* Vorliegender Text
--- --- ---

Rechtliche Schlupflöcher gegen Julian Assange

„Für den Fall, dass die Zusicherungen bis zum 16. April 2024 eingereicht werden, haben die Parteien die Möglichkeit, unter Berücksichtigung der gemachten Zusicherungen weitere schriftliche Eingaben zur Frage zu machen, ob Assange in Berufung gehen kann. Solche Eingaben müssen vom Antragsteller bis zum 30. April 2024 und vom Antragsgegner und dem Außenminister bis zum 14. Mai 2024 vorliegen … Falls die Zusicherungen bis zum 16. April 2024 eingereicht werden, werden wir die Frage der Zulassung der Berufung in einer Anhörung am 20. Mai 2024 prüfen“, heißt es in dem Urteil des High Courts.

Noch mehr als die im Laufe von 2021 angebotenen Garantien zu Haftbedingungen (laut Verweisen in den Einreichungen vor Gericht) beinhalten diese Zusicherungen rechtliche Schlupflöcher, die von eher vertrauensseligen und ungeschulten Augen übersehen werden könnten, insbesondere von Leserinnen ohne juristische Bildung und solchen, die keine englischen Muttersprachler sind. Der erste Teil der diplomatischen Note enthält die Zusicherung, dass Herr Assange beim Prozess „versuchen kann“, eine auf dem First Amendment basierende Verteidigung „geltend zu machen“. Präziser steht da, dass es ihm erlaubt sein wird zu versuchen zu argumentieren, dass er sich als Teil seiner Verteidigung auf das First Amendment berufen kann. Aber natürlich darf ein Angeklagter versuchen, jede Argumentation vorzubringen, die er oder sie möchte; in keiner Weise stellt das sicher, dass ihm gestattet wird, sich in der Praxis darauf zu stützen.

--- --- ---

* Bereitgestellte Datensätze
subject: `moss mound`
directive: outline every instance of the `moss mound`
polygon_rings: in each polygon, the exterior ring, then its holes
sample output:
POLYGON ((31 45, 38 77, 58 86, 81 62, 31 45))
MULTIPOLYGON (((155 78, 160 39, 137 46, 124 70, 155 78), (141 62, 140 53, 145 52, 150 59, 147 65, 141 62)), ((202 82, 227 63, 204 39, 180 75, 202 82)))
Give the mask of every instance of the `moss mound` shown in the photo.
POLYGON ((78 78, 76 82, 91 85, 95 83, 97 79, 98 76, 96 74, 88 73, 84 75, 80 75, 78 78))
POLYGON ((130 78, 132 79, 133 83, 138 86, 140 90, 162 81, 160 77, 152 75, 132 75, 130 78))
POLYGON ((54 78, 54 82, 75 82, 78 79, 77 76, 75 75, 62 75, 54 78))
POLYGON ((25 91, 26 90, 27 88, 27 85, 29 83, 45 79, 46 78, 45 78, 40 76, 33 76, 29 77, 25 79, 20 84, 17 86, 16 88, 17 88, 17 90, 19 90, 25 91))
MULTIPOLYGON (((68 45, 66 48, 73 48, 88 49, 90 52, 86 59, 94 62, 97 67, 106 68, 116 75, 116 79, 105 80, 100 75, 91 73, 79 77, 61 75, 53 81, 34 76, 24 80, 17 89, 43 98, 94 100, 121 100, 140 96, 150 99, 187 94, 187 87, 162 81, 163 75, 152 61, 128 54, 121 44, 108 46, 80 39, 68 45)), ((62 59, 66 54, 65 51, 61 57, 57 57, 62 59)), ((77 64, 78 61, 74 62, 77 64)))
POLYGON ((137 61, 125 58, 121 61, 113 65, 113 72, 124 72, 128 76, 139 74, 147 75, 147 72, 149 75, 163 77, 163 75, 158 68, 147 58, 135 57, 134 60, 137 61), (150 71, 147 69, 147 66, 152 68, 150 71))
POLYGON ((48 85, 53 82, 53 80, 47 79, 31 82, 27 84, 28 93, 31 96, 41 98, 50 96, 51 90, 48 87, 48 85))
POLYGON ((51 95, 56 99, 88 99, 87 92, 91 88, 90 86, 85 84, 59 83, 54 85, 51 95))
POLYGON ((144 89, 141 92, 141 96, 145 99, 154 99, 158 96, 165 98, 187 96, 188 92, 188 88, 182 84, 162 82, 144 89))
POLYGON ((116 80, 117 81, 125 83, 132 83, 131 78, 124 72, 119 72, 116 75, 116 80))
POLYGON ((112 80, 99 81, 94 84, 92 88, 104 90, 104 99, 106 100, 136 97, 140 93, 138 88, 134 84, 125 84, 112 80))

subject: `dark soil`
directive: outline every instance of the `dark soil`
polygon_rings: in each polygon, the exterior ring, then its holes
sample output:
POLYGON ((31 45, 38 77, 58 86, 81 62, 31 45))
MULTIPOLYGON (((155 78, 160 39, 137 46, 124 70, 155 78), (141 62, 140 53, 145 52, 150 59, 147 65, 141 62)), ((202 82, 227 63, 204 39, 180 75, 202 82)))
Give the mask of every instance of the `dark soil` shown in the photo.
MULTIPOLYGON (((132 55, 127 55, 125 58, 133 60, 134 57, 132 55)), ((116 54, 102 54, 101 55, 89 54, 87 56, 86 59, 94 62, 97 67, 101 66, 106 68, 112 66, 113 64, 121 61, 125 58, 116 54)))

--- --- ---

* Aufgabe
Gib aus dem obigen Text über die Zusicherungen im Fall Assange alles von „Rechtliche Schlupflöcher gegen“ bis hinunter zu „des High Courts.“ wortgetreu aus.

* Lösung
Rechtliche Schlupflöcher gegen Julian Assange

„Für den Fall, dass die Zusicherungen bis zum 16. April 2024 eingereicht werden, haben die Parteien die Möglichkeit, unter Berücksichtigung der gemachten Zusicherungen weitere schriftliche Eingaben zur Frage zu machen, ob Assange in Berufung gehen kann. Solche Eingaben müssen vom Antragsteller bis zum 30. April 2024 und vom Antragsgegner und dem Außenminister bis zum 14. Mai 2024 vorliegen … Falls die Zusicherungen bis zum 16. April 2024 eingereicht werden, werden wir die Frage der Zulassung der Berufung in einer Anhörung am 20. Mai 2024 prüfen“, heißt es in dem Urteil des High Courts.